### Required work
Reproduce the essay on food word for word, everything from "Pierre White is" down to "love you forever.".

### Text segment
Mom, Dad… I’m A Foodie.
“Doc, your food is trivial”. That’s what my cousin from the balad said when he saw me make a grilled
cheese sandwich with French bread, cheddar and parmesan cheese and slices of
onion and tomato.
“Aklak hayef,” he said. If we are what we eat, then I must be a trivial
cheese sandwich – but at least I taste good.
Food is not just taste, though– it’s the only activity that involves all
five senses. Some can look at a painting or a photograph and feel. Emotions and
faint memories are stirred, transforming them into blubbering and blathering
That’s the effect that food has on me. Serve me a steak with potatoes
and a green salad on the side and I’ll probably launch into a poetic opus about
how the beef is still surrounded by its familiar rural environment.
Pierre White is a staunch supporter of treating ingredients with respect: the
meat should be medium–rare; the potato purée must be mixed with fresh cream and
butter, and whipped to a smooth and creamy texture. The salad must be bursting
with fresh garden flavour. Give me a well-cooked and well thought-out plate of
food, and I will love you forever.
‘Give a man a fish and he’ll eat
for a day. Teach a man how to fish, and he’ll eat for life.’ The same is true
for cooking. That’s why I’ve taken my love of food to the next level, not to
just enjoy consuming it; but also to enjoy preparing it with respect. Give me a
steak, and I’ll eat well for a day; teach me how to cook, and I’ll eat well for
the rest of my life.

[Point-per-instance localization data]
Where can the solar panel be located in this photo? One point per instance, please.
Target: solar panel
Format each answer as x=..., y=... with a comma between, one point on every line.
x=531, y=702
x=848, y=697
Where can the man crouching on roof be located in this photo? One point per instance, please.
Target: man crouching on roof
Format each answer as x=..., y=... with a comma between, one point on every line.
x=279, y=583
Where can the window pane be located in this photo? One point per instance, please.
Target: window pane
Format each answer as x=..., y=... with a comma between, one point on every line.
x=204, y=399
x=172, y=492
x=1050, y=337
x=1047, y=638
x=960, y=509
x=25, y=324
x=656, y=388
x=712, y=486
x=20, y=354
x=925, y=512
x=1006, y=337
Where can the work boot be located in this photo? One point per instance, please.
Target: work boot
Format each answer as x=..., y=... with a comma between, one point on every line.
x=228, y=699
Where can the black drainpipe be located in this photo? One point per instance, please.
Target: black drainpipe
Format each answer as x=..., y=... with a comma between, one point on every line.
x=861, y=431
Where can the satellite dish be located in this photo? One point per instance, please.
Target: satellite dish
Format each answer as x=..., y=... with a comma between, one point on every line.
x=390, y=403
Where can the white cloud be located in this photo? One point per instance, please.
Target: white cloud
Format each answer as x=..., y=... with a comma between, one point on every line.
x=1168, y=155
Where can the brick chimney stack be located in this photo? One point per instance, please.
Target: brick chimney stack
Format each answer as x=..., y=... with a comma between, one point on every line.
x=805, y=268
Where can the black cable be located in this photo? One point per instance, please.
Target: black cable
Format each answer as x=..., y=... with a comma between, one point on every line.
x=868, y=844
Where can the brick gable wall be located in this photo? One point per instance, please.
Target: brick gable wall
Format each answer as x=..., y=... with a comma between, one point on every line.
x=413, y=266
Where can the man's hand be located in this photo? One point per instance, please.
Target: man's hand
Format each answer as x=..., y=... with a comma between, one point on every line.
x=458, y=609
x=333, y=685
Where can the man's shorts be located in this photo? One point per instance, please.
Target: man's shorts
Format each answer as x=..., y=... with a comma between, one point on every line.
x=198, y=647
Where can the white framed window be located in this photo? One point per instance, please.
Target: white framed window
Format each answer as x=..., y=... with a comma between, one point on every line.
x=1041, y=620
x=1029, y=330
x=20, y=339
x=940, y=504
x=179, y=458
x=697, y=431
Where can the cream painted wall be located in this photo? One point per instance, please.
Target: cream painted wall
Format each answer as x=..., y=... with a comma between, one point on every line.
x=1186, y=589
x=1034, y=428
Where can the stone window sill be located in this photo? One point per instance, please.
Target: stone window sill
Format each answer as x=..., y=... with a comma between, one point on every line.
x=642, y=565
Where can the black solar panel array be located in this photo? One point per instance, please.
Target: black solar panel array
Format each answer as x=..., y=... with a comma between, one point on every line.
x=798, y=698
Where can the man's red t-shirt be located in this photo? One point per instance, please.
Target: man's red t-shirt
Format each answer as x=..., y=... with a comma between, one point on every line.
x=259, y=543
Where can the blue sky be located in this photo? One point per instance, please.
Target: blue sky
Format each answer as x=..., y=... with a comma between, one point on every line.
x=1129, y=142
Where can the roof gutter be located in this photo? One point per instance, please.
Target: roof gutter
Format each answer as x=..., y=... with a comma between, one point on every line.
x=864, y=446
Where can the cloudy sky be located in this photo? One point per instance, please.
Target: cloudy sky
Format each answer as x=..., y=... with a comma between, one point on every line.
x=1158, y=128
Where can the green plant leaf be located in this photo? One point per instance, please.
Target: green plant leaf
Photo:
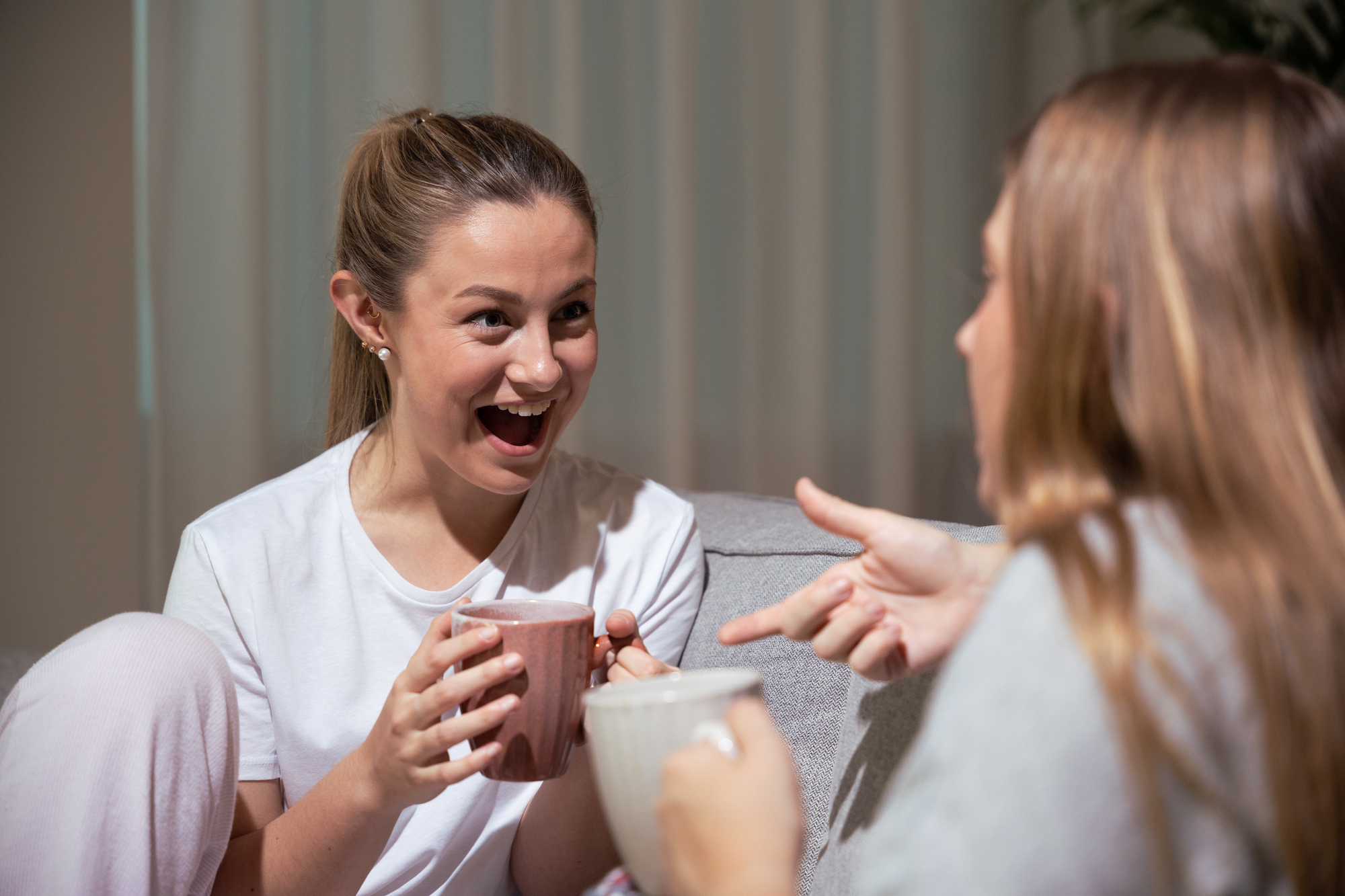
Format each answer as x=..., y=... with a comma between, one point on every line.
x=1309, y=38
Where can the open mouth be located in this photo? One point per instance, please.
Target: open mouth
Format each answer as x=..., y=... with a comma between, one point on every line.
x=516, y=424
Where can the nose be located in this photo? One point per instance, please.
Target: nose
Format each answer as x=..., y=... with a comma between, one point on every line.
x=535, y=364
x=966, y=337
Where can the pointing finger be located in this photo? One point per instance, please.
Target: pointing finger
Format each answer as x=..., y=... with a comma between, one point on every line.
x=763, y=623
x=836, y=516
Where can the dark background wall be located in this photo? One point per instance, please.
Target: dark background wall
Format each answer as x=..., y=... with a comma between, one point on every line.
x=71, y=548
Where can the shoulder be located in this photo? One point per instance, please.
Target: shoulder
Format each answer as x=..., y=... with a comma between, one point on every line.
x=287, y=502
x=591, y=490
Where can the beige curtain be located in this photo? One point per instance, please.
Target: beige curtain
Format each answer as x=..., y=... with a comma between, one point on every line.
x=792, y=194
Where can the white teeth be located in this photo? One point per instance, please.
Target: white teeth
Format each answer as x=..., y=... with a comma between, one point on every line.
x=527, y=411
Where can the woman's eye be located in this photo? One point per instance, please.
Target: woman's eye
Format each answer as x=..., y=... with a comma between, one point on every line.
x=575, y=311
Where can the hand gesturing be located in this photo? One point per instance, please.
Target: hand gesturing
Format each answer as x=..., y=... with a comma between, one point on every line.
x=899, y=607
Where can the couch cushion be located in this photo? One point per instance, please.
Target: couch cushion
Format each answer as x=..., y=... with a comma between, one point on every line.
x=758, y=551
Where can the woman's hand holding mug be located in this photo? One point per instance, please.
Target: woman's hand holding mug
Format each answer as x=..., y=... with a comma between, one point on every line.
x=404, y=760
x=732, y=826
x=621, y=654
x=899, y=607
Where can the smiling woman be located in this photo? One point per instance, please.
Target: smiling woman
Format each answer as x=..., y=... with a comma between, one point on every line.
x=465, y=343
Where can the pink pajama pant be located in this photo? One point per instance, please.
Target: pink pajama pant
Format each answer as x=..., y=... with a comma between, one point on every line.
x=119, y=763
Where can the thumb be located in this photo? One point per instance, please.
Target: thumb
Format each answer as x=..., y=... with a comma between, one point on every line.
x=754, y=728
x=623, y=630
x=836, y=516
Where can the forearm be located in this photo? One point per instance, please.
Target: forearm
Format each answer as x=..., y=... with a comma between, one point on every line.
x=987, y=563
x=563, y=844
x=325, y=845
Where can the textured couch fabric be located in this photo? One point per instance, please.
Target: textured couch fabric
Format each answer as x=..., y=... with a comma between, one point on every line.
x=848, y=733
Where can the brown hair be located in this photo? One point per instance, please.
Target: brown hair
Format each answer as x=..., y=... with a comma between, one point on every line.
x=1178, y=261
x=410, y=175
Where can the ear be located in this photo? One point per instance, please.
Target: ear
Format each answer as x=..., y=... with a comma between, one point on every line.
x=354, y=304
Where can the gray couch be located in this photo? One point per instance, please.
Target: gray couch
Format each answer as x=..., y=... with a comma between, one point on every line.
x=848, y=733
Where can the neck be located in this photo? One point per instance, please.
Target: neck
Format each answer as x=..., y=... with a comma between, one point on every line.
x=399, y=486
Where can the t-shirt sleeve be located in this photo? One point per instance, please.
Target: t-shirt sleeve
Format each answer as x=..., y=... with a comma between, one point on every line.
x=666, y=622
x=197, y=596
x=1015, y=783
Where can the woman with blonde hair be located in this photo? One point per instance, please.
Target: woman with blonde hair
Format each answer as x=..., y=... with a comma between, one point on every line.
x=1152, y=696
x=291, y=724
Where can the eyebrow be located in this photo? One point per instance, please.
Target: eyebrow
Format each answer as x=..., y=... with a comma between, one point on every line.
x=513, y=298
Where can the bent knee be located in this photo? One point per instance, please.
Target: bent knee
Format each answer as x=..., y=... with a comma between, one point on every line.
x=124, y=657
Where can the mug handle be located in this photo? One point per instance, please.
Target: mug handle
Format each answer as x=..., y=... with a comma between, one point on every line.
x=719, y=735
x=603, y=645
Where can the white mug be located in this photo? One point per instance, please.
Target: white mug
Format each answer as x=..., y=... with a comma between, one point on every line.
x=633, y=728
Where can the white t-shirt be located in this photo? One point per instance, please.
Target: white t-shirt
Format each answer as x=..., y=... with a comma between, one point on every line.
x=315, y=624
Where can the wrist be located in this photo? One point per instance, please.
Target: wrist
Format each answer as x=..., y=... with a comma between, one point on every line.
x=358, y=779
x=759, y=880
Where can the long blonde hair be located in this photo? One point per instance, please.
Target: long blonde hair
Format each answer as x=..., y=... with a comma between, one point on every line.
x=410, y=175
x=1178, y=261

### Reply
Pierre White is a staunch supporter of treating ingredients with respect: the
meat should be medium–rare; the potato purée must be mixed with fresh cream and
butter, and whipped to a smooth and creamy texture. The salad must be bursting
with fresh garden flavour. Give me a well-cooked and well thought-out plate of
food, and I will love you forever.